Data in this exercise.

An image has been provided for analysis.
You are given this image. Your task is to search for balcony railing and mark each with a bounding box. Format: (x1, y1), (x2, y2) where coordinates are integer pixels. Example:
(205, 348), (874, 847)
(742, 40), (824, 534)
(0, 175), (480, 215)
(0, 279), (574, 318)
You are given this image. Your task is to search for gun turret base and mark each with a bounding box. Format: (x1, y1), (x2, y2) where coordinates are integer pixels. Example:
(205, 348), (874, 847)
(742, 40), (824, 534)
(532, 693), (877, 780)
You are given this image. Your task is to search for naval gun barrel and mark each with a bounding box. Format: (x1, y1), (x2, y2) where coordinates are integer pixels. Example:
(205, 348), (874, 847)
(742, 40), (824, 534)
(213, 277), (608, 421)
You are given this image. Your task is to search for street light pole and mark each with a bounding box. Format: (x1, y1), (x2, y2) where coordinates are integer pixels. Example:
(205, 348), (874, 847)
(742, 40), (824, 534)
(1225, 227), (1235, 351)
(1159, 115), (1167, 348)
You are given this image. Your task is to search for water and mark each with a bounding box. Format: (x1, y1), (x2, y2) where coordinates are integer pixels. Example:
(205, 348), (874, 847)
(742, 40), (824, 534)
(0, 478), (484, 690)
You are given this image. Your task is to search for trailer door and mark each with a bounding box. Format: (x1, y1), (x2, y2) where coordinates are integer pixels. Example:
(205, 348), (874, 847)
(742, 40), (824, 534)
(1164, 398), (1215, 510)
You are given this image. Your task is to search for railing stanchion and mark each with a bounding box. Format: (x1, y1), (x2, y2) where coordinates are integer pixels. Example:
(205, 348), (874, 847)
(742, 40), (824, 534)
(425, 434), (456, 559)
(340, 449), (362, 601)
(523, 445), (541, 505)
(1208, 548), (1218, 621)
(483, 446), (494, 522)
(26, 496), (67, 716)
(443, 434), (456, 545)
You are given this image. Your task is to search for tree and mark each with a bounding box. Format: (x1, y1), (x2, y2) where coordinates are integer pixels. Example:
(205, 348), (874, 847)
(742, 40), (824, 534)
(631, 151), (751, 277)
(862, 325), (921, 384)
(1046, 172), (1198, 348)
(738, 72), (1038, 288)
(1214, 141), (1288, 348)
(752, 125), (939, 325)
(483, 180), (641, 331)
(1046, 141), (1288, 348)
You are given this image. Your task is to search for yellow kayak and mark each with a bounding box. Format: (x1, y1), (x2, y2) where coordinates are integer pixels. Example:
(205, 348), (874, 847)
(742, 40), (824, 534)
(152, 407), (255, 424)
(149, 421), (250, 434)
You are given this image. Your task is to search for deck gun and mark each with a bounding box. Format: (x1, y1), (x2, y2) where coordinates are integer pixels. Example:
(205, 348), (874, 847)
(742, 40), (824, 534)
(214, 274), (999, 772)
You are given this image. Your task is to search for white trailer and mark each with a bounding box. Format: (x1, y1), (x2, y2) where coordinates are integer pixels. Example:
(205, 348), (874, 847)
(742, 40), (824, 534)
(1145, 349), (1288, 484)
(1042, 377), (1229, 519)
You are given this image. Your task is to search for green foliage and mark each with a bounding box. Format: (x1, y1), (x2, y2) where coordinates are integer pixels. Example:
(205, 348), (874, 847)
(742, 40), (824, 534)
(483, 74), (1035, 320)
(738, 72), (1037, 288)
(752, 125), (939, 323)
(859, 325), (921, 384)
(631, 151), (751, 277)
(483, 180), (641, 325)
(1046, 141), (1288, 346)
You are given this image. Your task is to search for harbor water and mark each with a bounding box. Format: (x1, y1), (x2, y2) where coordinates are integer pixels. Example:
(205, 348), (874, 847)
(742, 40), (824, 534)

Exercise requirements. Reproduce every line of the material above exactly.

Solution to this exercise.
An image has been provided for analysis.
You are given this image. Your task is to search for balcony railing and mark each with a bounding box. Format: (x1, y1), (x2, y2) where coordinates are integer pixels. Example:
(205, 348), (874, 847)
(742, 40), (824, 534)
(0, 175), (480, 215)
(0, 279), (574, 318)
You are given this image. Your task is to search for gun turret base and mark each with a bounding box. Format: (x1, y1), (x2, y2) where coordinates are integer pixels. Example:
(205, 348), (874, 847)
(742, 40), (824, 534)
(532, 693), (877, 780)
You are given this image. Your task is to search for naval gun barrel and mark each with a bounding box. Format: (x1, y1), (x2, y2) where coordinates are integer pixels. Example:
(205, 348), (874, 847)
(742, 40), (824, 534)
(213, 277), (608, 421)
You are given this image. Your task is to search for street light pole and mark each with a bounding box. Format: (x1, y1), (x2, y2) where coordinates are integer pixels. Example:
(205, 348), (874, 847)
(742, 40), (824, 534)
(1225, 227), (1235, 351)
(1159, 115), (1167, 348)
You are given this image. Your task is to search for water and mark each with a bounding box. Format: (x1, y1), (x2, y2) where coordinates are integer pixels. Example:
(205, 348), (874, 847)
(742, 40), (824, 534)
(0, 478), (484, 690)
You are given this image. Your task is to search for trailer door and mark each with a bounding box. Format: (x1, y1), (x2, y2) where coordinates are integer pixels. Example:
(205, 348), (874, 847)
(742, 40), (824, 534)
(1164, 398), (1215, 510)
You are given this image. Your task is to search for railing stanchion and mark each with a bounding box. Format: (x1, y1), (x2, y2) where coordinates are integer pixels. Example:
(205, 348), (874, 847)
(742, 40), (824, 534)
(425, 434), (456, 559)
(340, 449), (362, 601)
(523, 445), (541, 505)
(1208, 548), (1218, 621)
(483, 446), (494, 522)
(26, 496), (67, 716)
(443, 434), (456, 545)
You are given this image. Your task is to search for tree and mark each with a bounding box. Format: (x1, y1), (x2, y2) where coordinates are integer pixels. Example:
(205, 348), (874, 847)
(742, 40), (824, 534)
(631, 151), (751, 277)
(862, 325), (921, 384)
(1046, 172), (1198, 348)
(738, 72), (1038, 288)
(1214, 141), (1288, 348)
(752, 125), (939, 325)
(483, 180), (641, 331)
(1046, 141), (1288, 348)
You are given this image. Your task is to search for yellow kayak and mark each with a bounding box. Format: (x1, y1), (x2, y2) where coordinates are integer pixels. Example:
(205, 348), (874, 847)
(742, 40), (824, 534)
(152, 407), (255, 424)
(149, 421), (250, 434)
You are given this image. Your task is to search for deck gun and mark each with a bounding box. Format: (x1, y1), (x2, y2) where coordinates are integer pixels. Example:
(205, 348), (874, 847)
(742, 40), (824, 534)
(214, 274), (999, 772)
You are given this image. Your task is to search for white trailer and mark each with a bounding box. Format: (x1, y1), (x2, y2) where coordinates are integer pixels. Example:
(205, 348), (874, 847)
(742, 40), (824, 534)
(1145, 349), (1288, 484)
(1042, 377), (1229, 519)
You are given this image. Your task is to search for green foliage and mark each with a bounding box. Format: (x1, y1), (x2, y2) where coordinates are integer pixels. Example:
(205, 348), (874, 847)
(742, 40), (824, 534)
(483, 74), (1035, 320)
(738, 72), (1037, 288)
(752, 125), (939, 323)
(859, 325), (921, 384)
(631, 151), (751, 277)
(483, 180), (641, 325)
(1046, 141), (1288, 346)
You are given this image. Your task is to search for harbor water and mark each with a bounding box. Format: (x1, y1), (x2, y2) where coordinates are integer pixels. Example:
(205, 348), (874, 847)
(742, 40), (824, 534)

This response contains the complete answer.